INPUT DATA ::
:::

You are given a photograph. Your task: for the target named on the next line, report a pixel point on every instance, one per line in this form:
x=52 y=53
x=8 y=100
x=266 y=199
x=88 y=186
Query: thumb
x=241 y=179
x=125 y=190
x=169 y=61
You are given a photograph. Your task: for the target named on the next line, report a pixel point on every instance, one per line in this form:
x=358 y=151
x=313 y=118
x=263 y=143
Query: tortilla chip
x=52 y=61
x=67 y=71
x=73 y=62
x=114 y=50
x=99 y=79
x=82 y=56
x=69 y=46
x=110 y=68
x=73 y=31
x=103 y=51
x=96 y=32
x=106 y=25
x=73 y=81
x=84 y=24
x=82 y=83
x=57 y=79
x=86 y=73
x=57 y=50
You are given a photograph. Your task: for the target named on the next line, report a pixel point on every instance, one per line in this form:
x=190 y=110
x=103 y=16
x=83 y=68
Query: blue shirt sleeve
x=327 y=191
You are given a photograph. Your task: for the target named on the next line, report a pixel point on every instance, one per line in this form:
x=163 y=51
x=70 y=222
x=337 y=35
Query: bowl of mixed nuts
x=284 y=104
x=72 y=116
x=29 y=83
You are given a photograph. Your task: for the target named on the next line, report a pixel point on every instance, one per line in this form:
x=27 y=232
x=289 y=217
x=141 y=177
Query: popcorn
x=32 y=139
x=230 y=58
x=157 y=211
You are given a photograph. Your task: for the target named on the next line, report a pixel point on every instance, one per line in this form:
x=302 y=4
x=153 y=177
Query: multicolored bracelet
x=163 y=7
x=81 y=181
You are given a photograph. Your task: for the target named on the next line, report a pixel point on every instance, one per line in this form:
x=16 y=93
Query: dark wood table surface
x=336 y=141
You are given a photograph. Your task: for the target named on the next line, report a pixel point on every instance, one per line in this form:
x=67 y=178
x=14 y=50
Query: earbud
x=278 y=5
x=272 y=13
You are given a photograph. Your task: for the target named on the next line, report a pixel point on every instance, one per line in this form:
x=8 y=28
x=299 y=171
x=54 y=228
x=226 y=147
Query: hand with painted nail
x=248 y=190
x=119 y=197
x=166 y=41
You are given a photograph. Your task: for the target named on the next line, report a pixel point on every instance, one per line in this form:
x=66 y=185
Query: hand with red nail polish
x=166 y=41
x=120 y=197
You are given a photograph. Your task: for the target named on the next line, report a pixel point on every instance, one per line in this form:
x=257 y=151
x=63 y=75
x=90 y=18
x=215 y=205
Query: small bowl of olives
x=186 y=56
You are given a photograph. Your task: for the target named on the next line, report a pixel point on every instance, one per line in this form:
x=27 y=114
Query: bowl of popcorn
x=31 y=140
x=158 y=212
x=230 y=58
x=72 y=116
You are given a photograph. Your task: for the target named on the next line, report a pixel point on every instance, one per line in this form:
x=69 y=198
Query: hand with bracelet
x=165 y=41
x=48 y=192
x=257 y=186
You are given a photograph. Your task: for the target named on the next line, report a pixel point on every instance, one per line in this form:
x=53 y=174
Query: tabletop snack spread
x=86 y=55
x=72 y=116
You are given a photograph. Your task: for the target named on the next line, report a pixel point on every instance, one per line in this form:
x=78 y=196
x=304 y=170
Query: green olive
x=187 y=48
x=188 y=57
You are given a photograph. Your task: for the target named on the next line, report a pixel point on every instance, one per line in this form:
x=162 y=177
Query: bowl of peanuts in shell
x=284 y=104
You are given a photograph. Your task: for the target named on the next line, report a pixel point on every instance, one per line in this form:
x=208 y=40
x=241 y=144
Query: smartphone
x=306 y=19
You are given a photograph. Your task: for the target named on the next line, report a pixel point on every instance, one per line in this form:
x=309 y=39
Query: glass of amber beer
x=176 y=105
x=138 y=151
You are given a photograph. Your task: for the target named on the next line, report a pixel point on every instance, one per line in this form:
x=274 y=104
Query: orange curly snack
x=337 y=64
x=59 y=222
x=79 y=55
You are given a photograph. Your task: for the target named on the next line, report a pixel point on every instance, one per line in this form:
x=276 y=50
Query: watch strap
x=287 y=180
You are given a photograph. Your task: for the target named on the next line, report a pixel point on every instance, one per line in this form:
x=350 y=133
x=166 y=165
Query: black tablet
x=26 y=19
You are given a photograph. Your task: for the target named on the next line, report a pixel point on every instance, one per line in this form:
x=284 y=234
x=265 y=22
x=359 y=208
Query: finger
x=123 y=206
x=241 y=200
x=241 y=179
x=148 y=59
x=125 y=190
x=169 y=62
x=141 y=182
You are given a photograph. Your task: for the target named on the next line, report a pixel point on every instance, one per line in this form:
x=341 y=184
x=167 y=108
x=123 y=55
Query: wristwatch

:::

WRITTEN REQUEST :: Copy the material above verbatim.

RESPONSE TO THIS TASK ::
You are given a photograph. Your task: for the target named on the next line, report a pixel point on every instance, one per line in this form:
x=52 y=53
x=8 y=100
x=266 y=199
x=88 y=186
Query: thumb
x=241 y=179
x=125 y=190
x=169 y=61
You are given a photograph. Your task: for the target named on the next line, report a pixel point on every instance, one per line in this form:
x=358 y=151
x=313 y=118
x=263 y=143
Query: tortilla chip
x=52 y=61
x=67 y=71
x=73 y=62
x=114 y=50
x=99 y=79
x=82 y=56
x=69 y=46
x=110 y=68
x=73 y=31
x=103 y=51
x=96 y=32
x=106 y=25
x=73 y=81
x=84 y=24
x=82 y=83
x=57 y=79
x=86 y=73
x=57 y=50
You are given a photograph. Your task: for the target named on the next line, report a pixel point on every instance, one per line in this form:
x=190 y=110
x=103 y=16
x=83 y=68
Query: blue shirt sleeve
x=327 y=191
You are given a photograph. Your task: for the target named on the next line, report a pixel point on every instance, one per line in this form:
x=163 y=51
x=70 y=222
x=337 y=35
Query: bowl of mixed nuts
x=284 y=104
x=72 y=116
x=29 y=83
You are given a photograph. Your task: for the target named on the next line, report a pixel point on every instance, one per line in this form:
x=27 y=232
x=289 y=217
x=141 y=177
Query: popcorn
x=32 y=139
x=230 y=58
x=157 y=211
You are given a photograph. Your task: for the target named on the next line, report a pixel point on every instance, one per line in this form:
x=302 y=4
x=153 y=177
Query: multicolored bracelet
x=163 y=7
x=81 y=181
You are given a photograph. Your task: for the target named on the next line, report a pixel point on every instance, one per line in this form:
x=16 y=93
Query: dark wood table surface
x=336 y=141
You are given a photograph. Your task: for the target named on the next line, report a pixel point on every instance, one per line in this form:
x=67 y=178
x=14 y=50
Query: earbud
x=278 y=5
x=272 y=13
You are given a photograph. Your task: for the target named on the next line, report a pixel point on every instance, one per line in this form:
x=8 y=28
x=299 y=171
x=54 y=228
x=226 y=147
Query: hand with painted nail
x=248 y=190
x=119 y=197
x=166 y=41
You are given a photograph. Your task: for the target named on the next line, report a pixel point on every instance, one per line in this form:
x=66 y=185
Query: hand with red nail polish
x=166 y=41
x=120 y=197
You are given a photograph. Your task: for the target named on the next line, report a pixel point on every instance, one per line in this form:
x=257 y=151
x=63 y=75
x=90 y=18
x=215 y=205
Query: small bowl of olives
x=186 y=56
You are given a photograph. Your task: for the target named on the next line, report a pixel point on every instance, one per line in this form:
x=27 y=114
Query: bowl of popcorn
x=31 y=140
x=158 y=212
x=230 y=58
x=72 y=116
You are given a photograph. Your task: for the target named on the next line, report a pixel point on every instance, one per line in this form:
x=69 y=198
Query: hand with bracelet
x=165 y=41
x=48 y=192
x=257 y=186
You are given a photograph. Your task: for the target named on the next line, report a pixel point on every instance, one per line in this form:
x=53 y=174
Query: tabletop snack spread
x=86 y=55
x=72 y=116
You are given a photograph. Your task: for the target named on the next line, report a pixel point on every instance, one per line in this form:
x=78 y=196
x=304 y=170
Query: green olive
x=187 y=48
x=188 y=57
You are given a photograph. Your task: for the target named on the next line, report a pixel point on every instance, one per line in this form:
x=162 y=177
Query: bowl of peanuts in shell
x=284 y=104
You are given a photograph. Your task: for the target named on the next line, report a pixel point on every instance, one per line in this form:
x=208 y=40
x=241 y=144
Query: smartphone
x=306 y=19
You are given a photograph. Your task: for the target named on the next line, report a pixel point on every instance, one per line in this form:
x=309 y=39
Query: glass of amber beer
x=176 y=105
x=138 y=151
You are given a photograph. Your task: for the target named on the next line, report a pixel point on every instance, one per line in this form:
x=274 y=104
Query: orange curly snack
x=337 y=64
x=59 y=222
x=79 y=55
You are given a photograph. Your task: for the target named on the next line, report a pixel point on every instance, one per line in this form:
x=276 y=50
Query: watch strap
x=287 y=180
You are given a photograph. Your task: for the target named on the next line, report a pixel point on every instance, one per line in this form:
x=350 y=133
x=166 y=165
Query: black tablet
x=26 y=19
You are given a photograph. Your task: for the target named on the next line, report a pixel point on every instance, one per line in this form:
x=284 y=234
x=265 y=22
x=359 y=208
Query: finger
x=123 y=206
x=241 y=200
x=241 y=179
x=148 y=59
x=125 y=190
x=169 y=62
x=141 y=182
You are given a photograph. Your task: for the target named on the next line, report a pixel point on every instance, one per line in this form:
x=341 y=184
x=167 y=108
x=123 y=55
Query: wristwatch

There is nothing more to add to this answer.